* [WORK TO DO]:
Please put every line of the material below into a numbered list, dropping any blank lines. Leave the pictures out of your answer.

## begin

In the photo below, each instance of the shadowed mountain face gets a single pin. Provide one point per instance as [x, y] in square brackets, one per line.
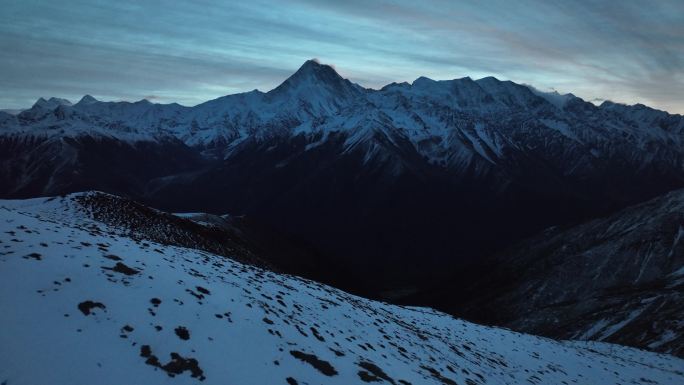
[402, 185]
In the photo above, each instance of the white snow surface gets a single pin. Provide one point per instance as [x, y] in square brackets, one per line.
[246, 325]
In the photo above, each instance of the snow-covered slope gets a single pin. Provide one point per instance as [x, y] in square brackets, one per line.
[83, 303]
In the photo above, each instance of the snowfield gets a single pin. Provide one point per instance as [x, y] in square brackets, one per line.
[84, 303]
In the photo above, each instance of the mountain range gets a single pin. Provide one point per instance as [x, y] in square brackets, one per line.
[484, 198]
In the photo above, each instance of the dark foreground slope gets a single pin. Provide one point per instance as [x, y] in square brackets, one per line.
[617, 279]
[92, 304]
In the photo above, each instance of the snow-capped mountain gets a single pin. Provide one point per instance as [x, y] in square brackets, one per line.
[618, 279]
[401, 183]
[92, 301]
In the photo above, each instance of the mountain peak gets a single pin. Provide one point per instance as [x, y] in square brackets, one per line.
[87, 99]
[314, 80]
[315, 72]
[51, 103]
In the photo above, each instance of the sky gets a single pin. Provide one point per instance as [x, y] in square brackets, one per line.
[192, 51]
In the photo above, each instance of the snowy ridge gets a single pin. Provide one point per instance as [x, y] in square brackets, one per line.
[316, 99]
[138, 312]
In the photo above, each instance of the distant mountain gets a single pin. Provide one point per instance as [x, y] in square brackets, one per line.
[141, 301]
[403, 185]
[618, 279]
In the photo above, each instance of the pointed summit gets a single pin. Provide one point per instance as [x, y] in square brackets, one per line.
[312, 73]
[318, 84]
[51, 103]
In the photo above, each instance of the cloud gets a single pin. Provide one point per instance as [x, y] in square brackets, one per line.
[189, 52]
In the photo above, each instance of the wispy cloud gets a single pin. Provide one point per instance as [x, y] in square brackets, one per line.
[188, 52]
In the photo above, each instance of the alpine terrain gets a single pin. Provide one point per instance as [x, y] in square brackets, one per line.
[97, 293]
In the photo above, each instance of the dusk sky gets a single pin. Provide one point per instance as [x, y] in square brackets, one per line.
[192, 51]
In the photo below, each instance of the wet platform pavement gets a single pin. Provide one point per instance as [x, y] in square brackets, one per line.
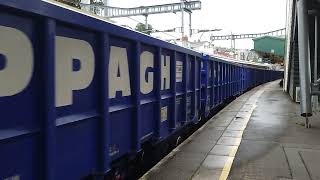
[254, 137]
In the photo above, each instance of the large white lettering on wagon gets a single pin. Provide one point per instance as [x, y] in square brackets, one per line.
[165, 72]
[146, 61]
[118, 72]
[17, 53]
[68, 80]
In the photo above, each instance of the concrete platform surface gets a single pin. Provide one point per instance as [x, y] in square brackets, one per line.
[257, 136]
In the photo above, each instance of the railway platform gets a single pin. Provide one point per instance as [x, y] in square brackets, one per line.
[257, 136]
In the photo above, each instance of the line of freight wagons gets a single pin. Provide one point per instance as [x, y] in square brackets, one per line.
[78, 93]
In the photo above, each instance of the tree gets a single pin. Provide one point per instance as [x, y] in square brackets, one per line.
[73, 3]
[97, 9]
[142, 28]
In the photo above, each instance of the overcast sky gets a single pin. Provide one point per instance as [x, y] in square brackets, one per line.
[236, 16]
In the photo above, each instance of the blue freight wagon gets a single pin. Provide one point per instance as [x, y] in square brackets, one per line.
[79, 93]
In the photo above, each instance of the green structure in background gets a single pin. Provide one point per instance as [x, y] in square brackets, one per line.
[269, 44]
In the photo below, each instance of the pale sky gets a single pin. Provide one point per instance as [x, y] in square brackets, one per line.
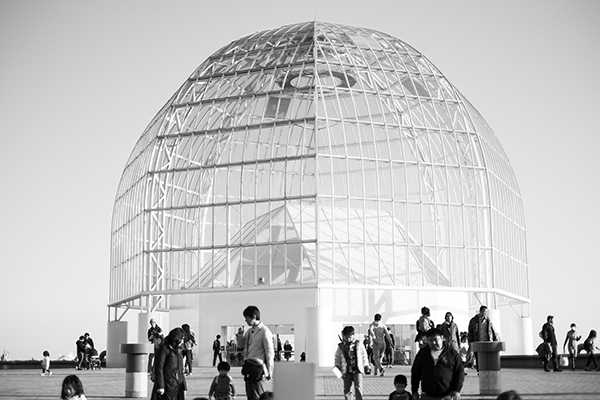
[80, 81]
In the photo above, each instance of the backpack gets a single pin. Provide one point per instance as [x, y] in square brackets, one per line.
[253, 369]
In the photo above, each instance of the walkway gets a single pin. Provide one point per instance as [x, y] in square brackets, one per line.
[110, 384]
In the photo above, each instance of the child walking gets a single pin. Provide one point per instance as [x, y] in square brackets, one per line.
[350, 360]
[222, 387]
[72, 389]
[571, 344]
[589, 346]
[400, 383]
[46, 364]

## end

* [THE ANSWER]:
1. In the photo below, each instance of the shadowed mountain face gets a single pin. Provide one point per instance as [x, y] in square brackets, one per line.
2. [402, 185]
3. In the photo above, each instance of the white snow surface gets a single pin. Provide one point per instance as [x, y] in square brackets, one per line.
4. [246, 325]
5. In the photo above, each instance of the snow-covered slope gets a single pin. Provide one point per instance as [x, y] in square brackets, one per line.
6. [83, 303]
7. In the photo above, each instance of the snowfield gets a single pin. Provide one point per instance as [x, y] in square brackets, one per line.
8. [84, 303]
9. In the photo above, each instance of the mountain range gets a single pin. Provide one point per instance as [x, y] in square brackets, one per line.
10. [484, 198]
11. In the photo above, each instance of the dark foreground slope gets a single pin. Provide one point per instance as [x, y] in square brackets, one per line.
12. [617, 279]
13. [92, 304]
14. In the photo above, each instance of the snow-capped mountain gets a single pin. Provide one point per instance as [x, y] in square brackets, one per line.
15. [618, 279]
16. [401, 183]
17. [92, 301]
18. In the photo above, each instance of the mountain peak gets a single pin. Provide one point per instance as [x, y] in square brackets, one per line.
19. [87, 99]
20. [314, 80]
21. [315, 72]
22. [51, 103]
23. In the photo above, each instance of the sky gets a single pin. Provide one point per instance as [x, y] in square brackets, one per line.
24. [192, 51]
25. In the photo above, each instance of the snowy ridge gets a single pin. Provide one point per instance as [x, y] in square brackets, one per line.
26. [316, 99]
27. [138, 312]
28. In the photo above, each instance of the distant mountain gets a single pin. Provide one point per instance as [x, y] in square brackets, one per line.
29. [141, 301]
30. [403, 185]
31. [618, 279]
32. In the photo above, each instance of the pointed summit gets a single pin. Provide one point per instance as [x, y] in square brackets, one per line.
33. [312, 73]
34. [318, 84]
35. [51, 103]
36. In the photo above, each instance of the cloud gets a single pin. Provide one point per instance as [x, y] in square brackets, one per line.
37. [189, 52]
38. In the photo above, each instance of the wispy cloud gets a single pin. Provide one point per instance as [x, y] in square brackets, one per line.
39. [188, 52]
40. In the photo above, each instance of the alpine terrain gets a single pin. Provide one point per instance as [x, y] in square brackets, one per line.
41. [97, 293]
42. In the photo above, each instance of the dusk sky gets a single pin. Provide one point per instance as [x, y] in square brackets, one per line.
43. [192, 51]
44. In the photo below, each instance of the wet platform pavement gets a single pin. Provide one point per instance as [x, y] in square brackets, one per line.
45. [254, 137]
46. In the photo above, each instance of the large white lettering on wagon gets a single pin. Provide one point per instance as [x, y] in square brackets, one per line.
47. [165, 72]
48. [146, 61]
49. [118, 72]
50. [17, 53]
51. [68, 80]
52. In the photo above, each instance of the concrete platform surface gets a single pin. Provide one point per instance as [x, y] in square brackets, one per line.
53. [257, 136]
54. In the photo above, each instance of the railway platform gets a single pin. Provide one point per instance as [x, y] in square brackets, one per line.
55. [257, 136]
56. In the photo above, each instance of the line of freight wagons gets a single pin. Provide one point per instance as [x, y] in square brackets, one per line.
57. [78, 93]
58. In the photo above, each instance of the tree gets a single pin. Provide one point per instance as [x, y] in square brackets, one per line.
59. [73, 3]
60. [97, 9]
61. [142, 28]
62. In the photo above, each instance of the overcast sky gets a single pin. Provide one point per instance as [x, y] in square brackets, one per line.
63. [236, 16]
64. In the photo above, each instance of the blue freight wagon gets a single pin. Provide one point per instance as [x, y] in square brackets, one per line.
65. [79, 93]
66. In the photo above, each instance of the green structure in background gets a single pin. Provide one point per instance as [x, y] in square brackets, one per line.
67. [269, 44]
68. In the photo below, each instance of the pale sky gets a single pin. Provide one point per instance as [x, y] in square brackets, one per line.
69. [80, 81]
70. In the photo above, each instance of the backpack gets a single pin. Provide one point per instance as [x, y] in square brackets, one per line.
71. [253, 369]
72. In the photo above, each instance of the walkway gets a single pin. Provide one point per instance as [x, y] in square brackets, one per line.
73. [110, 384]
74. In the photo above, each instance of the child walking gets a single pin. Provide one point per instance as [x, y] in square brackets, one per line.
75. [350, 360]
76. [222, 387]
77. [72, 389]
78. [571, 344]
79. [589, 346]
80. [400, 383]
81. [46, 364]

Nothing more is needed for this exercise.